::: MATERIAL SUPPLIED :::

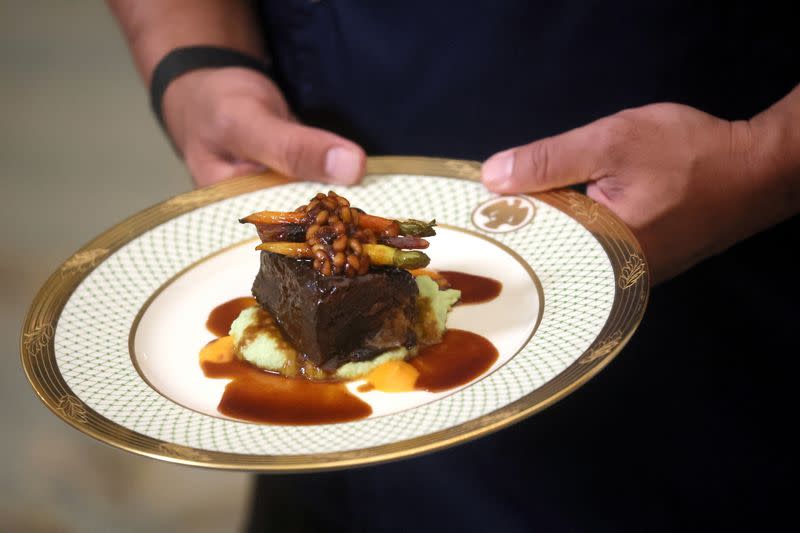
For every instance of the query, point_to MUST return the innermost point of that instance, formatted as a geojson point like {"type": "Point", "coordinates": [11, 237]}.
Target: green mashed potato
{"type": "Point", "coordinates": [265, 351]}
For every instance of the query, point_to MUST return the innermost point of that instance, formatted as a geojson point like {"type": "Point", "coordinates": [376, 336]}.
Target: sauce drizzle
{"type": "Point", "coordinates": [474, 289]}
{"type": "Point", "coordinates": [461, 357]}
{"type": "Point", "coordinates": [259, 396]}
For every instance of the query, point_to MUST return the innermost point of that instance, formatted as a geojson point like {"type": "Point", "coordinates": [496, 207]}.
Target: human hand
{"type": "Point", "coordinates": [678, 177]}
{"type": "Point", "coordinates": [233, 121]}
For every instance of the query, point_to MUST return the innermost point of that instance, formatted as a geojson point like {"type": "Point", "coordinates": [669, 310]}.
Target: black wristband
{"type": "Point", "coordinates": [186, 59]}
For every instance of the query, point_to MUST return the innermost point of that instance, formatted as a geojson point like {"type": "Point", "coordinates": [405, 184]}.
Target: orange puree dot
{"type": "Point", "coordinates": [393, 376]}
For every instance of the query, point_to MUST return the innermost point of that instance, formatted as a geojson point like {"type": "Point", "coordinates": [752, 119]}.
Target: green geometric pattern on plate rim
{"type": "Point", "coordinates": [91, 337]}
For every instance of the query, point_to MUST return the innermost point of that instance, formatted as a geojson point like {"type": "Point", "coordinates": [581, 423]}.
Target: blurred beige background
{"type": "Point", "coordinates": [79, 151]}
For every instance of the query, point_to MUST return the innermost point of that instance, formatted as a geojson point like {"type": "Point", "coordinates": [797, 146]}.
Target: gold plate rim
{"type": "Point", "coordinates": [37, 350]}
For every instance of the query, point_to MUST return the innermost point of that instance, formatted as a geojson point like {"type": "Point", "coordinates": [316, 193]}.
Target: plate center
{"type": "Point", "coordinates": [170, 331]}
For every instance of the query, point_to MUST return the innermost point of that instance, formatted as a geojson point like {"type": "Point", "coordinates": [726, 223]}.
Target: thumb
{"type": "Point", "coordinates": [549, 163]}
{"type": "Point", "coordinates": [296, 150]}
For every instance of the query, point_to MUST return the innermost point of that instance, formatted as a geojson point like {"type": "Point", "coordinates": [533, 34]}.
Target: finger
{"type": "Point", "coordinates": [208, 168]}
{"type": "Point", "coordinates": [296, 150]}
{"type": "Point", "coordinates": [553, 162]}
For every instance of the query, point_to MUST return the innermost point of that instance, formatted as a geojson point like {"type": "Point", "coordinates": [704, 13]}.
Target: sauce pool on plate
{"type": "Point", "coordinates": [474, 289]}
{"type": "Point", "coordinates": [259, 396]}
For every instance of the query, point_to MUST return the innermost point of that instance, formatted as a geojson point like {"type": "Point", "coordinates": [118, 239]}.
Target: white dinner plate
{"type": "Point", "coordinates": [111, 341]}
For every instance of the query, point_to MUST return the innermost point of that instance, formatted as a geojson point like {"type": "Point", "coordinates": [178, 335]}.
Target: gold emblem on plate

:::

THE PROBLEM -> Give back the entries verbatim. Do not include any picture.

THE RESULT ->
For every instance of the query, point_to MUST return the innermost point of that instance, formatted as a geojson point like {"type": "Point", "coordinates": [11, 237]}.
Target: green mashed potato
{"type": "Point", "coordinates": [265, 351]}
For every instance of the query, point_to MUST return the innermost point of that instance, formatted as a geojson point like {"type": "Point", "coordinates": [376, 336]}.
Target: sauce drizzle
{"type": "Point", "coordinates": [474, 289]}
{"type": "Point", "coordinates": [461, 357]}
{"type": "Point", "coordinates": [259, 396]}
For every instance of the query, point_to MUST return the innermost point of that instance, formatted as a geojson point like {"type": "Point", "coordinates": [496, 207]}.
Target: human hand
{"type": "Point", "coordinates": [678, 177]}
{"type": "Point", "coordinates": [233, 121]}
For every instance of the query, point_to MUST return the innermost point of that instance, formatted as a geojson point like {"type": "Point", "coordinates": [669, 310]}.
Target: black wristband
{"type": "Point", "coordinates": [186, 59]}
For every instance of the query, point_to MUST return the innermost point of that instance, formatted as a geojson point like {"type": "Point", "coordinates": [405, 184]}.
Target: orange puree dot
{"type": "Point", "coordinates": [393, 376]}
For every instance of the query, point_to MUST return the innermost point of that instance, formatted as a geojson point like {"type": "Point", "coordinates": [752, 119]}.
Target: green geometric pattern on plate rim
{"type": "Point", "coordinates": [91, 337]}
For every instance of the query, point_to MUST return the innermost point of that instance, formatted as a geojson point like {"type": "Point", "coordinates": [581, 423]}.
Target: blurred beige background
{"type": "Point", "coordinates": [79, 151]}
For every instance of the query, point_to MUST return the innermost point of that instance, formatted as a geojson point like {"type": "Point", "coordinates": [797, 146]}.
Target: gold plate rim
{"type": "Point", "coordinates": [37, 350]}
For every instance of the query, point_to MUST return the innermost point of that instance, formatted as a geojson point like {"type": "Point", "coordinates": [316, 193]}.
Target: plate center
{"type": "Point", "coordinates": [170, 331]}
For every instance of the query, point_to MUST return the innermost point of that instance, formatted as a geojson point like {"type": "Point", "coordinates": [726, 223]}.
Target: thumb
{"type": "Point", "coordinates": [549, 163]}
{"type": "Point", "coordinates": [296, 150]}
For every instance of the query, point_to MUST return the innermost point of that instance, formatted as a geojson point like {"type": "Point", "coordinates": [533, 34]}.
Target: finger
{"type": "Point", "coordinates": [208, 168]}
{"type": "Point", "coordinates": [296, 150]}
{"type": "Point", "coordinates": [553, 162]}
For every instance of the query, point_to MUST return the innermost point of that instance, formatted as a geojson point like {"type": "Point", "coordinates": [704, 13]}.
Target: sauce pool on plate
{"type": "Point", "coordinates": [474, 289]}
{"type": "Point", "coordinates": [259, 396]}
For every instance of the query, point_to MUST return the innermost point of that instance, formatted as a geojson point like {"type": "Point", "coordinates": [118, 239]}.
Target: white dinner plate
{"type": "Point", "coordinates": [111, 341]}
For every instance of the query, point_to MUST return the innermost point of that instance, formatted as a geojson point like {"type": "Point", "coordinates": [178, 335]}.
Target: gold emblem on plate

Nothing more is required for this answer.